• _Belge_
▼

Mikis Theodorakis: DİRENİŞTEN evrensel uyuma

Mikis Theodorakis: DİRENİŞTEN evrensel uyuma

16.09.2021 06:00
Güncellenme:
Takip Et:

18-19 yaşlarında sıska mı sıska bir çocuk... Elinde kazma kürek, toprağa koca bir çukur kazmaktadır. Çukur iyice derinleştiğinde, çizmeli bir komut duyulur: “Gir içine!” Çocuk ve arkadaşları, o koca çukura girdiklerinde üzerlerine kurşun yağmaya başlar. Fidan boylu çocuğun adı Mikis Theodorakis’tir. Alman işgalindeki Yunanistan’da...

Rahip kılığında iriyarı bir adam. Sırtında kara cüppe, dudaklarında, dua değil, bir şarkı... Karanlığa karışmak istemesi, saklanmak zorunluluğundandır. Kara cüppeye gizlenmiş adam Mikis Theodorakis’tir. Albay Cuntası sırasında Atina sokaklarında... 

Bomboş bir sahnede, dev bir adam... Ege’nin, Akdeniz’in dalgalarını, rüzgârlı saçlarında, dünyayı kucaklamaya açılmış kollarında, yürekten kopan şarkılarında taşımaktadır. Müziğiyle ve damıta damıta biriktirdikleriyle, direnişi, özgürlüğü, barışı, dostluğu, dayanışmayı, sevgiyi yaymaktadır. Çağrısına binlerce yürek bir ağızdan yanıt vermektedir. Sahnedeki dev Mikis Theodorakis’tir. Yıl 1986. İstanbul’da...

▲

• _Verilen görev 1_
Mikis Theodorakis yazısında "18-19 yaşlarında sıska" ile "Alman işgalindeki Yunanistan’da..." arasında kalan bölümü, bu iki ifade de dahil, hiç değiştirmeden yazın.
• _Verilen görev 2_
Mikis Theodorakis yazısına göre şu soruları yanıtlayın:
(a) Alman işgalindeki Yunanistan'da çukur kazan çocuk kaç yaşlarındadır?
(b) Albay Cuntası sırasında Atina sokaklarında Theodorakis hangi kılıktadır?
(c) Theodorakis'in sahnede olduğu bölüm hangi yılda ve hangi şehirde geçer?

• _Sağlanan malzeme_
▼

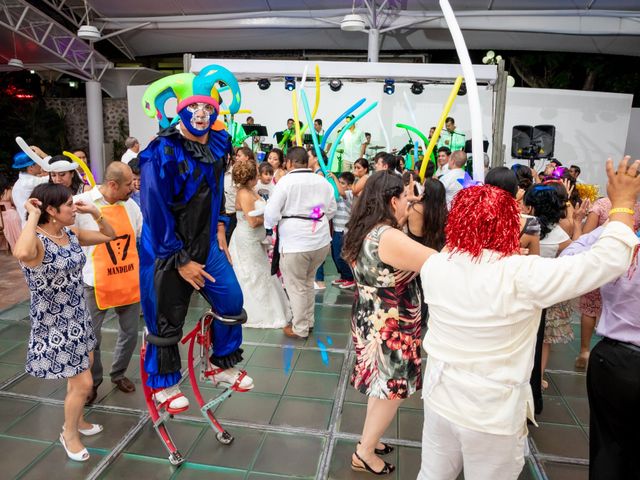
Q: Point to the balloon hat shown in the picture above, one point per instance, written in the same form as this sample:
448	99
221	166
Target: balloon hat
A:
189	90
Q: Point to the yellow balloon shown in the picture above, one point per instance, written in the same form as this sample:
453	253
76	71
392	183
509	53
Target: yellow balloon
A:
83	166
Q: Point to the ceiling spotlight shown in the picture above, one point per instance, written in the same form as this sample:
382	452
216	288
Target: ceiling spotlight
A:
15	62
389	86
417	88
352	23
89	32
335	84
289	83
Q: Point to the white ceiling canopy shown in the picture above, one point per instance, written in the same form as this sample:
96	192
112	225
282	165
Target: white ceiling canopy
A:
173	27
595	26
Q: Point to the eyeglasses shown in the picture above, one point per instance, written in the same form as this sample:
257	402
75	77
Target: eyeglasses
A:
194	107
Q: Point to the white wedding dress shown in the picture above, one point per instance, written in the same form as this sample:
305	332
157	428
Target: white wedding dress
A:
265	301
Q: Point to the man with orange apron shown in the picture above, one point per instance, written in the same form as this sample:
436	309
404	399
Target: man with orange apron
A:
111	274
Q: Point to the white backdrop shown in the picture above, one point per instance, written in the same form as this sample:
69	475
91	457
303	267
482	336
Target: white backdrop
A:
633	136
590	126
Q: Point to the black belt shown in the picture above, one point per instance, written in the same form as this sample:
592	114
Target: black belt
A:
627	345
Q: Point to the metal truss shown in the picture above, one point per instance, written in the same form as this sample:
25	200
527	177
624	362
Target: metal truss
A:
81	58
75	12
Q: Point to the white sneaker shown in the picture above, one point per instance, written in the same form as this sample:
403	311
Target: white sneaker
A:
230	377
171	398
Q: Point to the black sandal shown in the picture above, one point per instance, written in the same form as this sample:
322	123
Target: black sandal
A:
383	451
386	470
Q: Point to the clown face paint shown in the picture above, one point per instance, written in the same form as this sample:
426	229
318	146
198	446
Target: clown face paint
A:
198	118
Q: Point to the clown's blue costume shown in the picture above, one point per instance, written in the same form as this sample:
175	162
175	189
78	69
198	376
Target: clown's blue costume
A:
182	204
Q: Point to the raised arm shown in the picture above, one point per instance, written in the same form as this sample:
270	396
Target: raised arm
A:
549	281
28	248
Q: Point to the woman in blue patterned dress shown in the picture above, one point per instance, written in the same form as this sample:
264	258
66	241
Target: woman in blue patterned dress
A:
61	342
385	324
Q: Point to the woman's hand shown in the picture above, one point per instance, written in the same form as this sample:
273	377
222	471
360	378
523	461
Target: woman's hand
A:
90	208
194	274
580	213
38	151
623	187
567	186
32	207
411	189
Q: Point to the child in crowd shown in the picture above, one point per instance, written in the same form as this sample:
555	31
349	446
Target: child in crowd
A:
135	168
265	184
345	183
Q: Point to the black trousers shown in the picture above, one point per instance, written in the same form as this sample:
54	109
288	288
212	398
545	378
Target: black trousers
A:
613	387
536	373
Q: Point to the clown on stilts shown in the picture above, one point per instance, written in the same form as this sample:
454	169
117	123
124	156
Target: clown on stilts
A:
183	246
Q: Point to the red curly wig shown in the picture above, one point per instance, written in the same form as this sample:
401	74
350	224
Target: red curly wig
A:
483	217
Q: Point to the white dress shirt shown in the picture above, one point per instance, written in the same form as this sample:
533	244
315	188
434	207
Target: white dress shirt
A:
451	184
22	191
483	319
85	221
352	144
299	192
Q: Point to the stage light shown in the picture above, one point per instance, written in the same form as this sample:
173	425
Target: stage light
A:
352	23
289	83
389	86
335	84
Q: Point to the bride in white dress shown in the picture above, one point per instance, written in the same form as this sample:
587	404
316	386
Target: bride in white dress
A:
265	301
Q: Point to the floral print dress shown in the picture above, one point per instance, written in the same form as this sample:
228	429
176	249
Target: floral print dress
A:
385	325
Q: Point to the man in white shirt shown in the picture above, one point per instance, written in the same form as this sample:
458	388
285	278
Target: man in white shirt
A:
29	178
477	396
444	153
317	124
353	144
112	270
301	205
457	161
133	147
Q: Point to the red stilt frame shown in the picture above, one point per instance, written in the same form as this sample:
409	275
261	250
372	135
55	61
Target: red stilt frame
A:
200	335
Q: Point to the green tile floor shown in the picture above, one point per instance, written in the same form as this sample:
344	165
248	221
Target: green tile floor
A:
302	420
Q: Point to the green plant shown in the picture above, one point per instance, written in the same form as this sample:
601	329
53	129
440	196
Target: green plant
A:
33	121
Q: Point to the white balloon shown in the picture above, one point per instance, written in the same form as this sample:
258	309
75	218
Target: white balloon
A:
472	87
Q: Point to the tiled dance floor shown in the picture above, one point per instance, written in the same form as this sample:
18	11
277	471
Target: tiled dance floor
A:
302	420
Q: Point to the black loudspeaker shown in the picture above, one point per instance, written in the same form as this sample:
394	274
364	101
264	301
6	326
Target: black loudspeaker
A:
521	139
544	136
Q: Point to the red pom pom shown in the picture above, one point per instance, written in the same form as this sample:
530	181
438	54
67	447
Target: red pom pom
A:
483	217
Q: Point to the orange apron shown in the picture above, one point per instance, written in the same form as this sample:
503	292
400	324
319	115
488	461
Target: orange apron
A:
115	264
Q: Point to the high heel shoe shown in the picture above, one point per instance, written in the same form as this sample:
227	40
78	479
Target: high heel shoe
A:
386	470
383	451
81	456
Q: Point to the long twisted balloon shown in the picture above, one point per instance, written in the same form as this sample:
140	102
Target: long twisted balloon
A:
472	90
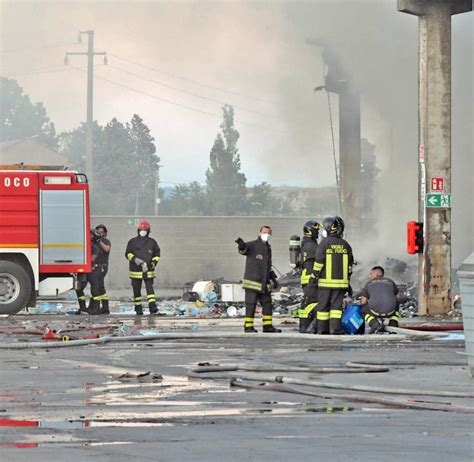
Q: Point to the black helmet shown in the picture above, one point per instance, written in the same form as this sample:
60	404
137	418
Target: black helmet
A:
311	229
341	224
334	226
103	227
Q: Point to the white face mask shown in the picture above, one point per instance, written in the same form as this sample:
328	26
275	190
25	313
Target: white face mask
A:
265	237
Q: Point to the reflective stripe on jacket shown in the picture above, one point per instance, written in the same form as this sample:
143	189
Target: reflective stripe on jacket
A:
308	252
333	263
258	272
146	249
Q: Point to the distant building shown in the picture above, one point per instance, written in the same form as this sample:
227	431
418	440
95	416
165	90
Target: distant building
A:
30	154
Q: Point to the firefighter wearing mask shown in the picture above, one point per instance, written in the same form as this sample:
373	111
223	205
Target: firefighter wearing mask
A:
143	253
100	267
258	279
332	271
308	252
81	296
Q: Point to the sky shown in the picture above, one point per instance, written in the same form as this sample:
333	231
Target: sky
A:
175	64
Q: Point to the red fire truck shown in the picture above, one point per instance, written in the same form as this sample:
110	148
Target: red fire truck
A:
44	233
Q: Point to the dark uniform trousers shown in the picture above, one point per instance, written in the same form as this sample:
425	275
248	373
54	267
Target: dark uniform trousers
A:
96	279
265	300
329	311
308	306
150	295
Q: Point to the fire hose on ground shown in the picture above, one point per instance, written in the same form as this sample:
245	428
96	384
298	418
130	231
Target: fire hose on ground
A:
216	335
273	383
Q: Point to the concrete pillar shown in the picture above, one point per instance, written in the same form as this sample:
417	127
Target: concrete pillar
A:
435	146
350	158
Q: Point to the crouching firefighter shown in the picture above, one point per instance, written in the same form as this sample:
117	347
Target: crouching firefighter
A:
100	267
332	271
81	296
258	279
310	291
143	253
379	301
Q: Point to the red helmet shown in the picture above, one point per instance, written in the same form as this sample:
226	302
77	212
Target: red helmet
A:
144	225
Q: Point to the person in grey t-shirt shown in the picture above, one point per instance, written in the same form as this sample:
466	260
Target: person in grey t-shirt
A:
379	301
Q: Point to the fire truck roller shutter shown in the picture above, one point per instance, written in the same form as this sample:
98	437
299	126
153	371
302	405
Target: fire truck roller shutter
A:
15	287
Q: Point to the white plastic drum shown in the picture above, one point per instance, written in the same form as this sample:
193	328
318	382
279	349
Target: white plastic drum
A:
203	288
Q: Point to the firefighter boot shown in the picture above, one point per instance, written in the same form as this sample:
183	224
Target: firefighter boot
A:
312	327
94	307
270	329
105	307
248	326
82	306
304	324
376	327
153	308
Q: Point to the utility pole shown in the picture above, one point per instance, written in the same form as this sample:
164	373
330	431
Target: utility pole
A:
338	81
434	178
90	97
157	192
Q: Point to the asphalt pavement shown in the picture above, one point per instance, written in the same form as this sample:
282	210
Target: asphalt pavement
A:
135	400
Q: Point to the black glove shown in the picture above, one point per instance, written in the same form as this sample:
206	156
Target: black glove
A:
350	292
241	243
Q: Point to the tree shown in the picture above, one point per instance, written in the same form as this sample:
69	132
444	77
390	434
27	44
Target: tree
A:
146	163
225	182
186	199
20	118
125	166
73	145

▲

• _Görev çıktısı 1_
18-19 yaşlarında sıska mı sıska bir çocuk... Elinde kazma kürek, toprağa koca bir çukur kazmaktadır. Çukur iyice derinleştiğinde, çizmeli bir komut duyulur: “Gir içine!” Çocuk ve arkadaşları, o koca çukura girdiklerinde üzerlerine kurşun yağmaya başlar. Fidan boylu çocuğun adı Mikis Theodorakis’tir. Alman işgalindeki Yunanistan’da...

• _Görev çıktısı 2_
(a) 18-19 yaşlarında.
(b) Rahip kılığında, sırtında kara cüppeyle.
(c) 1986 yılında, İstanbul'da.